One part of the entries below is wanted: the lines from the one containing "negative clicks: (322, 320) (265, 316)" through the one containing "positive clicks: (295, 180)". Write those out exactly and nothing else.
[Recorded information Boundary: Start]
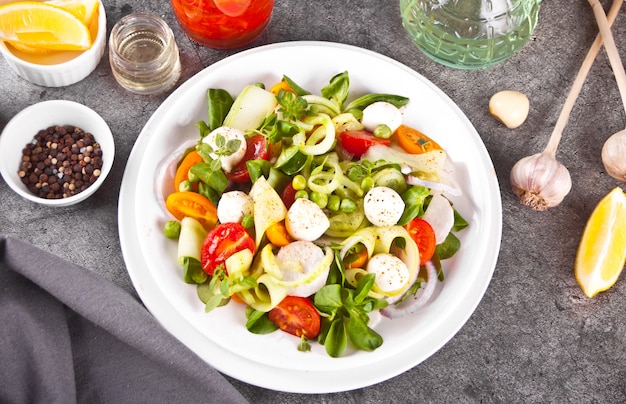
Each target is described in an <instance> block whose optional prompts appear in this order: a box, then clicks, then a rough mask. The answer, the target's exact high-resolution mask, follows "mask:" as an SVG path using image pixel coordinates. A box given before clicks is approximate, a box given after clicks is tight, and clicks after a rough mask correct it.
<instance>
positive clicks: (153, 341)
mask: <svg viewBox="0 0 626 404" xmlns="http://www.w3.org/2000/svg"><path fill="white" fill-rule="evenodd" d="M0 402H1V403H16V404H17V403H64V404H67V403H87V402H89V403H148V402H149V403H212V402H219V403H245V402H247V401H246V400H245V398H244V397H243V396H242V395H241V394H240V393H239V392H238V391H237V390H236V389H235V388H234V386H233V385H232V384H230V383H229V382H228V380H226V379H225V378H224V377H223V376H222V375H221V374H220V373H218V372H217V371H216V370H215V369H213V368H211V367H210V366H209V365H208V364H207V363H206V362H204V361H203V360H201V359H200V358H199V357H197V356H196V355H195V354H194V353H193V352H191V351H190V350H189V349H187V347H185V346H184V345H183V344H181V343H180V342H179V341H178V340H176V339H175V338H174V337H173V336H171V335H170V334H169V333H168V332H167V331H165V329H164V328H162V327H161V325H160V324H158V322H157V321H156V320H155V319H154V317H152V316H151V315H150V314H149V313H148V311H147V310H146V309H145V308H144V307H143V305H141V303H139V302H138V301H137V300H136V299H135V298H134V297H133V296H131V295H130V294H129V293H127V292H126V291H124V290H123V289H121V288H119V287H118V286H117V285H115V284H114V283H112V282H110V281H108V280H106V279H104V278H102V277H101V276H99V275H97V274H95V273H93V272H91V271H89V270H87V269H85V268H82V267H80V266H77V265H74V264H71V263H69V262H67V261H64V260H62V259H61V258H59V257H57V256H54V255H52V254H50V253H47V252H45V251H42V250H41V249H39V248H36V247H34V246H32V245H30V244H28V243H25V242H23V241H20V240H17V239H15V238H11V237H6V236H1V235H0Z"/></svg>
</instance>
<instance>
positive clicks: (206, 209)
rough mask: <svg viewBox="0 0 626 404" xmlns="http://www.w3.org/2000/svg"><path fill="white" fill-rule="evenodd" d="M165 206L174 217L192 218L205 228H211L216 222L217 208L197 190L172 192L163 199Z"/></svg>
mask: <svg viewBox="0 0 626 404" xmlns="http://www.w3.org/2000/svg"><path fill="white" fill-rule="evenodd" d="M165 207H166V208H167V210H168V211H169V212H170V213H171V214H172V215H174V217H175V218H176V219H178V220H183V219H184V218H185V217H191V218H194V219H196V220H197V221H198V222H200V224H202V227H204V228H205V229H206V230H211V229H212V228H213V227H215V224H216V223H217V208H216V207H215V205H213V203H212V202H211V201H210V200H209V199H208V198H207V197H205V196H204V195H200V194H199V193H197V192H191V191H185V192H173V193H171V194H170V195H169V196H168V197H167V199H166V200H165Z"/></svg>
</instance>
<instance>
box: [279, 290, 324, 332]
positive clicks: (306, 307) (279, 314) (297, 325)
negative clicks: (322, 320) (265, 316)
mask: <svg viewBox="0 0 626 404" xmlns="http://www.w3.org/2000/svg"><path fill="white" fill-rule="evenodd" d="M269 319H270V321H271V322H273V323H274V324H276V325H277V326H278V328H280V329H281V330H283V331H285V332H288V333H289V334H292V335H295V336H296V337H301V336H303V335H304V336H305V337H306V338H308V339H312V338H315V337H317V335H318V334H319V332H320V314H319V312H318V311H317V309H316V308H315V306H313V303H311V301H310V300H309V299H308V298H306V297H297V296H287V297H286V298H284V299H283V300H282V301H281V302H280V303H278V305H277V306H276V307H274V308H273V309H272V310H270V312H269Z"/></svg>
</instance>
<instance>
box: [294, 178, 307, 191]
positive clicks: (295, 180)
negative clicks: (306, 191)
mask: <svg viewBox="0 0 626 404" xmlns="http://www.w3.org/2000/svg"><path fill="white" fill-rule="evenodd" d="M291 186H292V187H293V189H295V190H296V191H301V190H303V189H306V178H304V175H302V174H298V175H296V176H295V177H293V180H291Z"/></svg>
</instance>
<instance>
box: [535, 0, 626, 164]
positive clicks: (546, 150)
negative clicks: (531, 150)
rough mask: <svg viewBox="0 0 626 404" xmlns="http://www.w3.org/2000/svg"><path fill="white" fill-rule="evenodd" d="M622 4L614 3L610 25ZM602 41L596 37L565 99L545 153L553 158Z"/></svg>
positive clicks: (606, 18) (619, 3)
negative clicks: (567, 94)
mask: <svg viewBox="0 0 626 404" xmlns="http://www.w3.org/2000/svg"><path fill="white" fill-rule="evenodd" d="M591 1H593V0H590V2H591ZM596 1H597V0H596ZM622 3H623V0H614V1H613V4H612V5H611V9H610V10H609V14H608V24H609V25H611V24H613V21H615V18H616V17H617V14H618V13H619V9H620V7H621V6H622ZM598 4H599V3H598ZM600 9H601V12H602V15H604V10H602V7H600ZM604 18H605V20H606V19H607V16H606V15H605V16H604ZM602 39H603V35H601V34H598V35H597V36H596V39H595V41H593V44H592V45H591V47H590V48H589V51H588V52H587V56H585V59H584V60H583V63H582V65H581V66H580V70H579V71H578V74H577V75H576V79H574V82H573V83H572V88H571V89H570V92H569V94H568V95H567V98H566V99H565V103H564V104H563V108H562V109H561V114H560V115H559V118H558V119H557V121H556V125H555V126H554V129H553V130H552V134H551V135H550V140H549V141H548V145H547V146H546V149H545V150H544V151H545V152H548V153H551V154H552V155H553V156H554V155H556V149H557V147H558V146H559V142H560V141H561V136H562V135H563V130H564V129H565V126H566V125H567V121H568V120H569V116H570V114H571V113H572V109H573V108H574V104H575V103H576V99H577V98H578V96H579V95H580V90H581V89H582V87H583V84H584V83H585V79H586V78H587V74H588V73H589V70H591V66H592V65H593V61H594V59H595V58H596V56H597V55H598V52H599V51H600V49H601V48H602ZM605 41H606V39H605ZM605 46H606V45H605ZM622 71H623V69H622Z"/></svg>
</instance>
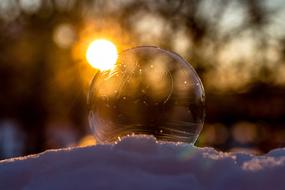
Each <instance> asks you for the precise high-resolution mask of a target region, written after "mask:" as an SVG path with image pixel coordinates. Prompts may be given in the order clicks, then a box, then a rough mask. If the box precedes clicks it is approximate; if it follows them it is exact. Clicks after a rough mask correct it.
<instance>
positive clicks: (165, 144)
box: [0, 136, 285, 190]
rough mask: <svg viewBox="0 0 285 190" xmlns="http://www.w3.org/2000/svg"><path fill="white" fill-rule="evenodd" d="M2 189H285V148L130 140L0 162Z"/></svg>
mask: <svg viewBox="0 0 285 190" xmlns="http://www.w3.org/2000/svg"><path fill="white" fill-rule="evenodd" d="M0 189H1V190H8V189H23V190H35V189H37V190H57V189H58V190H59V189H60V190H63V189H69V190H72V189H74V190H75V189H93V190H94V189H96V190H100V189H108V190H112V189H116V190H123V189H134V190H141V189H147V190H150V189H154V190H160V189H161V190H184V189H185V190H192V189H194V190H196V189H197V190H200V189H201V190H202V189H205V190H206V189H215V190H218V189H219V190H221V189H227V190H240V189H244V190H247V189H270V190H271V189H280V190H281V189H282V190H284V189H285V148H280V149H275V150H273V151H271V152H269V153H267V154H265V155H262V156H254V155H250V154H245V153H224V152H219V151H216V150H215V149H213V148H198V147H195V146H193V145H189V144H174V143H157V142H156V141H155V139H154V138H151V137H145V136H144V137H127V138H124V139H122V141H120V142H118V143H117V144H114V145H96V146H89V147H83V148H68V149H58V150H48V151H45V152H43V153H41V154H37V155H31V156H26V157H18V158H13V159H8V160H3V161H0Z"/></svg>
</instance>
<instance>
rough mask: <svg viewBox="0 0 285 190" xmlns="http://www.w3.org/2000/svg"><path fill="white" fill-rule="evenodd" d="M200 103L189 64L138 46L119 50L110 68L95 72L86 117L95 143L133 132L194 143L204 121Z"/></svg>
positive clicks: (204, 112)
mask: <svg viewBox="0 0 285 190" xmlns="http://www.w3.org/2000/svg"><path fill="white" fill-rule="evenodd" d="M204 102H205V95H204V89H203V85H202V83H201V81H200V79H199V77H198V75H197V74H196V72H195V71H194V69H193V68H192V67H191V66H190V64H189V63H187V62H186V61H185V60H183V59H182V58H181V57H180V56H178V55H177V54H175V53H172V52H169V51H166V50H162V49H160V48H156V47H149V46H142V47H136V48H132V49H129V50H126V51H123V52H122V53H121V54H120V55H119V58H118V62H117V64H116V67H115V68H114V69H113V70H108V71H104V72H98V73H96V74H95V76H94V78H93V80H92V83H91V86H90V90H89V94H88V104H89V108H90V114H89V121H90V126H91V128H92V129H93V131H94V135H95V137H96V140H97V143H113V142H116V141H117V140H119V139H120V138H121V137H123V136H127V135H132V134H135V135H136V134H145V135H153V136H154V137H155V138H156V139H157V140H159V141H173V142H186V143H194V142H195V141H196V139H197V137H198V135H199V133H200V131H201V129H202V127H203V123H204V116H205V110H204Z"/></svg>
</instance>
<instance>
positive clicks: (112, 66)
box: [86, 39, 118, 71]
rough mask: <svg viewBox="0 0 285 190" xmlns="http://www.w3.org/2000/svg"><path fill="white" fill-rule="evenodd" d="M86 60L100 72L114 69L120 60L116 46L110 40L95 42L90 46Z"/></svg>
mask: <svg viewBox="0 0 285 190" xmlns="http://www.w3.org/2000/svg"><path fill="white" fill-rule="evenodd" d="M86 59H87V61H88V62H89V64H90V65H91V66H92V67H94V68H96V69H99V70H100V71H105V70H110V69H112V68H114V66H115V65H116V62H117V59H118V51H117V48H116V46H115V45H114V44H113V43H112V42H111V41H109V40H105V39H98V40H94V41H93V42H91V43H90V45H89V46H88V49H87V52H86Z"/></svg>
[Recorded information Boundary: End]
[Recorded information Boundary: Start]
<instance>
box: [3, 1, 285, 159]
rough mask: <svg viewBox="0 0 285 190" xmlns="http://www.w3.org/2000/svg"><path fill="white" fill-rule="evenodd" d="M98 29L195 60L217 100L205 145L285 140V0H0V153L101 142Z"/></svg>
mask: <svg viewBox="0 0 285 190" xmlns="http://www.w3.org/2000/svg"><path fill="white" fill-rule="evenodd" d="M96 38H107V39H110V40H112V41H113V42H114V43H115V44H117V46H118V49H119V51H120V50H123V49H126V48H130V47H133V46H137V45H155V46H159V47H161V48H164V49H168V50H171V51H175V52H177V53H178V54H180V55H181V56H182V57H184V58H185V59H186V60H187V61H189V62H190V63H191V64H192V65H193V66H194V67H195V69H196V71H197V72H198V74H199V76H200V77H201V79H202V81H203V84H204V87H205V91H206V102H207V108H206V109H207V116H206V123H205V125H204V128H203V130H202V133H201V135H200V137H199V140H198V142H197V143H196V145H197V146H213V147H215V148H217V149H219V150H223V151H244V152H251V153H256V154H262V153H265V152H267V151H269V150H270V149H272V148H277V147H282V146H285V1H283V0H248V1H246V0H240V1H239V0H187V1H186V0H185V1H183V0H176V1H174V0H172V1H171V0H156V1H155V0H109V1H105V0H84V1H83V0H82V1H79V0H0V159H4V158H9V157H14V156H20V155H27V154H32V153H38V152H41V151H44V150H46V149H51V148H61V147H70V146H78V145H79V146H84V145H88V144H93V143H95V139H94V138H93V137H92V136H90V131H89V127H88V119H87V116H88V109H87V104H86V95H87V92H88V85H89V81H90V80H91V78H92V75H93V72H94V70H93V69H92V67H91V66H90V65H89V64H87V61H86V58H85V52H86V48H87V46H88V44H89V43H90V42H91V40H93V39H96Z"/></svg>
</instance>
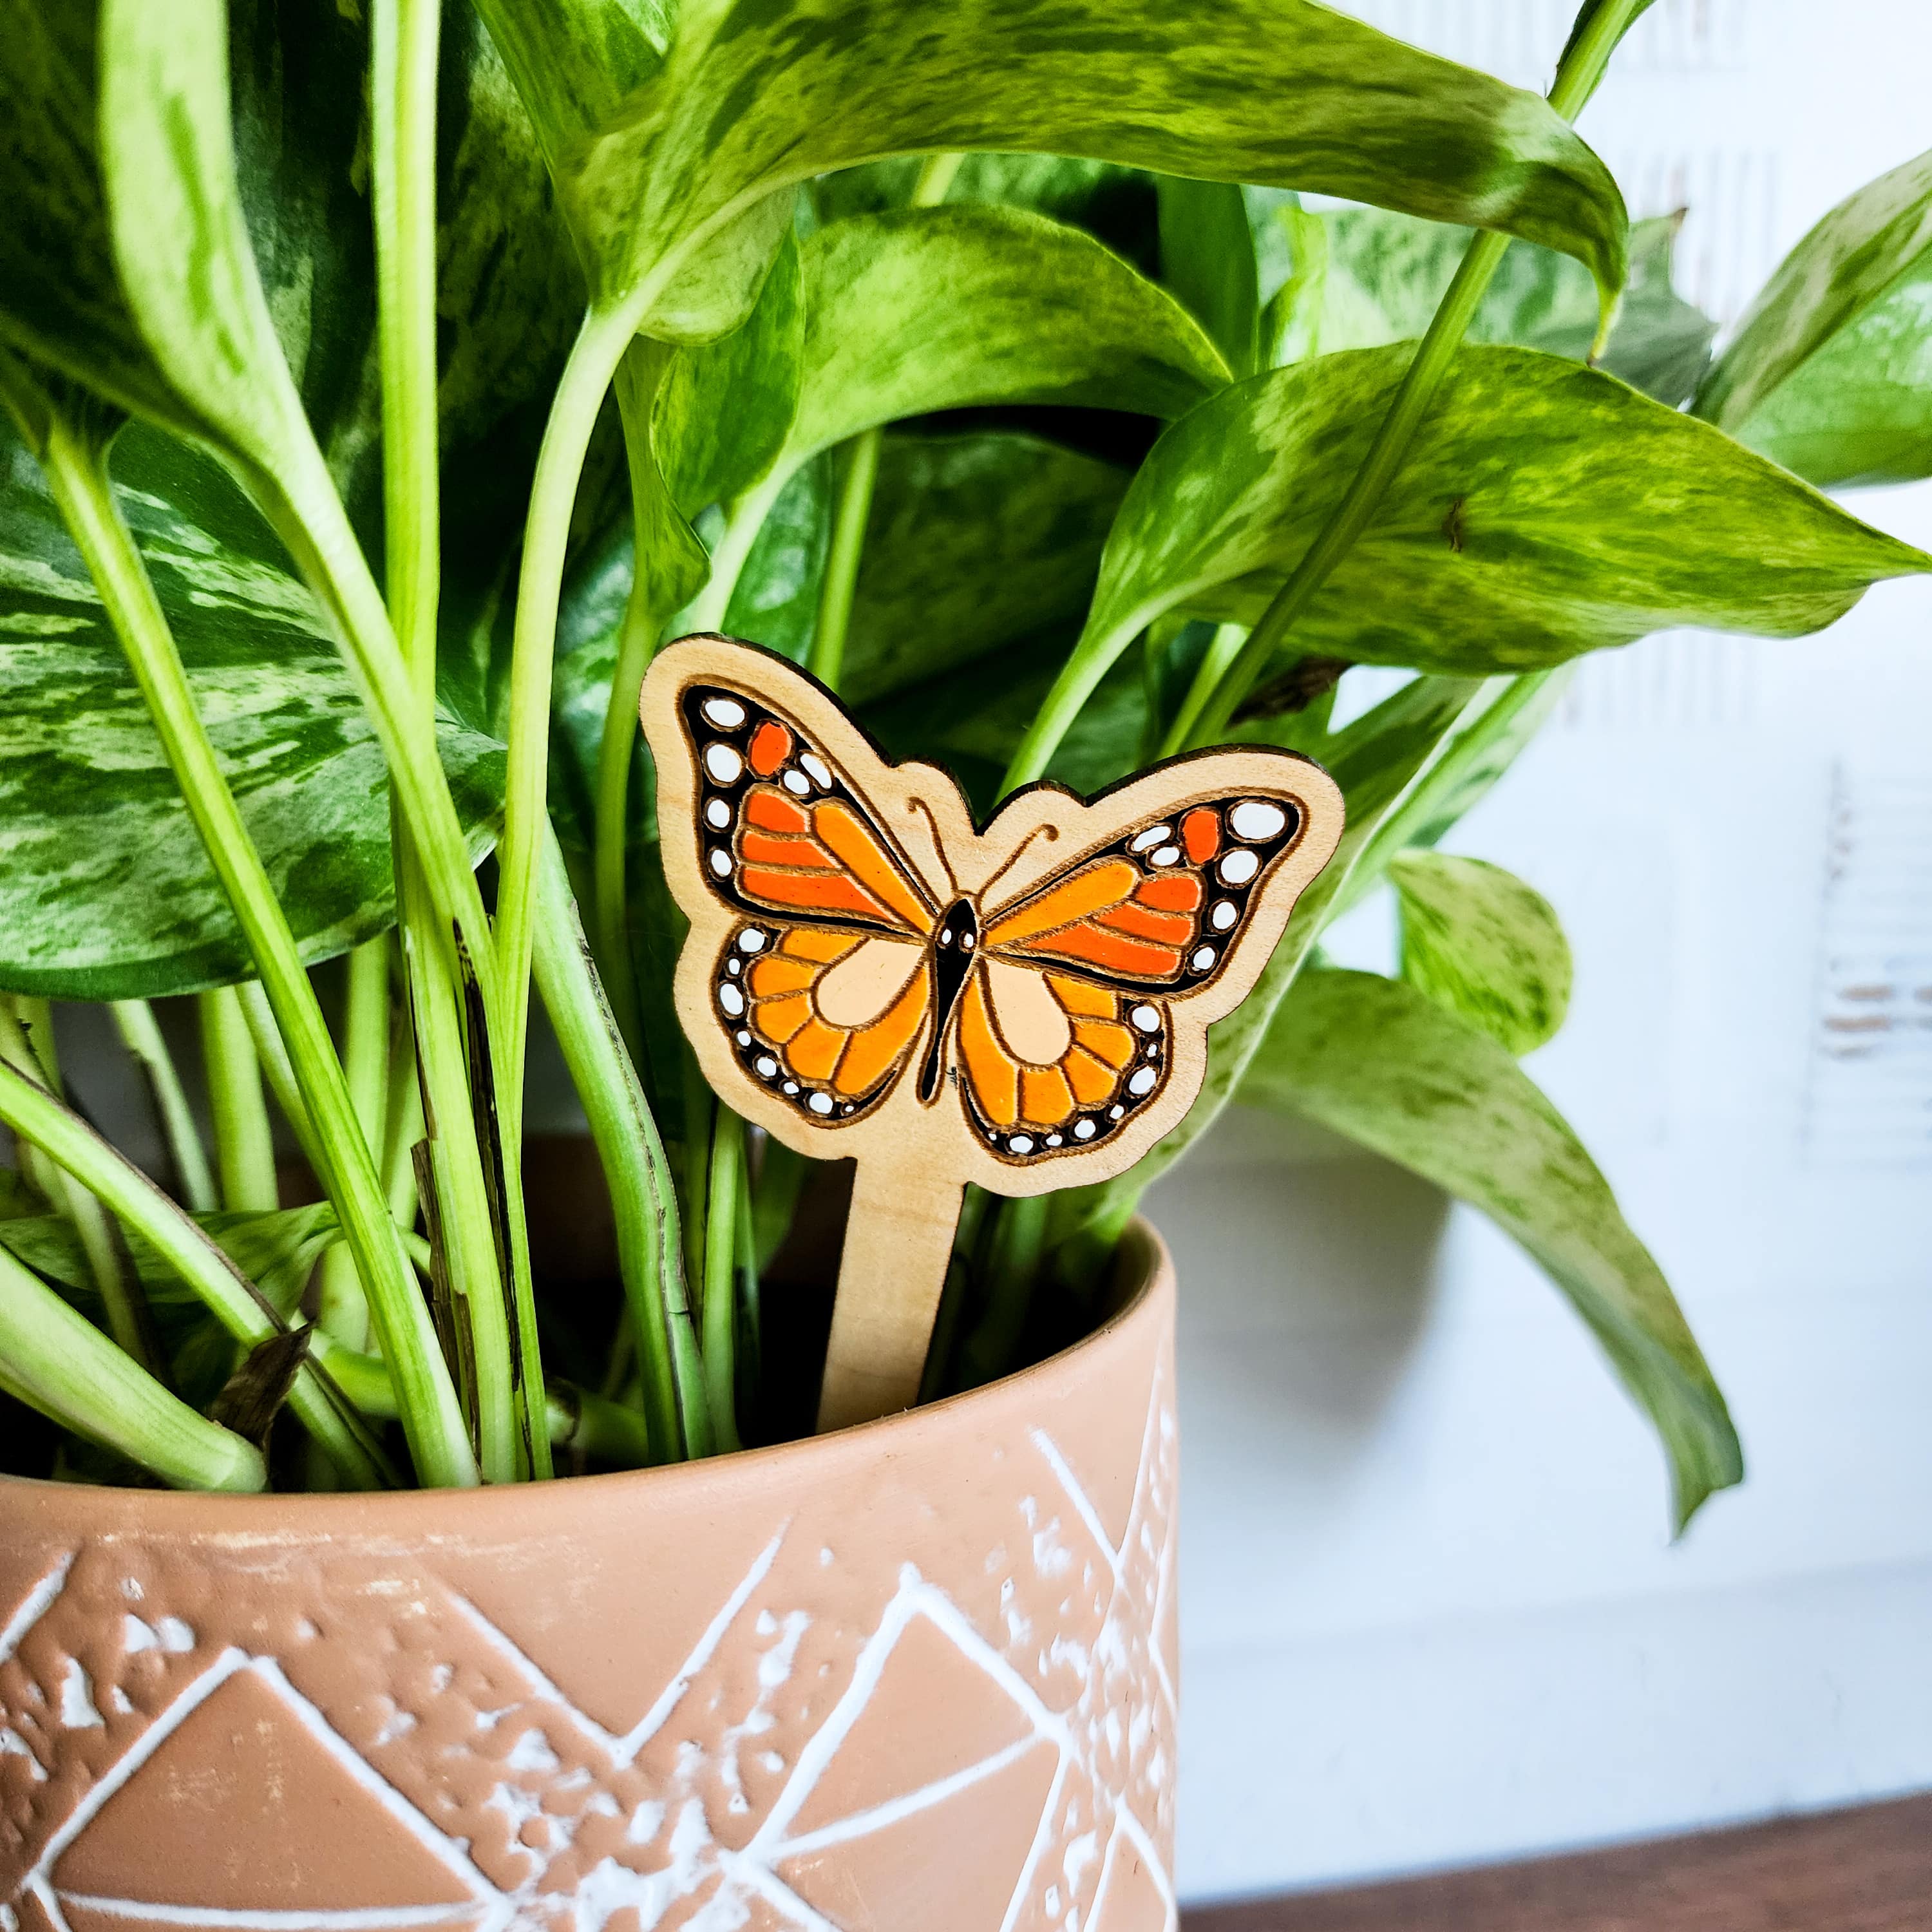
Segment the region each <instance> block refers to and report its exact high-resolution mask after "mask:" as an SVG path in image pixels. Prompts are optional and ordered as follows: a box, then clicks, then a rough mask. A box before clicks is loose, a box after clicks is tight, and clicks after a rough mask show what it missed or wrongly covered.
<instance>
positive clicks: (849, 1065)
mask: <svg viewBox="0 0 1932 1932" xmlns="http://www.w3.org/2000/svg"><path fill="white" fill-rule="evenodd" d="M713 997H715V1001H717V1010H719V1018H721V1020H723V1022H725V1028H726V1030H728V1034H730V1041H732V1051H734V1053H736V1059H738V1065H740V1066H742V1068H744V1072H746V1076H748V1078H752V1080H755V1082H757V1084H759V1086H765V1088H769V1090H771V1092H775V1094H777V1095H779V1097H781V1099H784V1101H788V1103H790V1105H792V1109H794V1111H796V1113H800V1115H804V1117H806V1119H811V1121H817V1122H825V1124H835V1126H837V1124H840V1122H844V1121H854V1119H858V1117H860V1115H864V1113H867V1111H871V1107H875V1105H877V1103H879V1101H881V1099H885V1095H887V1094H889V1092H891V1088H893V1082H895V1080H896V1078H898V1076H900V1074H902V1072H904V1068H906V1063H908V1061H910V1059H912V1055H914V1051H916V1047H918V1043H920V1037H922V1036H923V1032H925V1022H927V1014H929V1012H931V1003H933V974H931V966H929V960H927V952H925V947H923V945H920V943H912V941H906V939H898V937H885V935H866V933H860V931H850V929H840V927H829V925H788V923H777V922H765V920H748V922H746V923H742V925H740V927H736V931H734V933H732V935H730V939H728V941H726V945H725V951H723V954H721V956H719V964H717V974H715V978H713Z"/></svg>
[Recorded information Boundary: End]
#### Answer area
negative clicks: (322, 320) (265, 316)
mask: <svg viewBox="0 0 626 404" xmlns="http://www.w3.org/2000/svg"><path fill="white" fill-rule="evenodd" d="M269 319H270V321H271V322H273V323H274V324H276V325H277V326H278V328H280V329H281V330H283V331H285V332H288V333H289V334H292V335H295V336H296V337H301V336H303V335H304V336H305V337H306V338H308V339H312V338H315V337H317V335H318V334H319V332H320V314H319V312H318V311H317V309H316V308H315V306H313V303H311V301H310V300H309V299H308V298H306V297H297V296H287V297H286V298H284V299H283V300H282V301H281V302H280V303H278V305H277V306H276V307H274V308H273V309H272V310H270V312H269Z"/></svg>
</instance>
<instance>
box: [294, 178, 307, 191]
positive clicks: (295, 180)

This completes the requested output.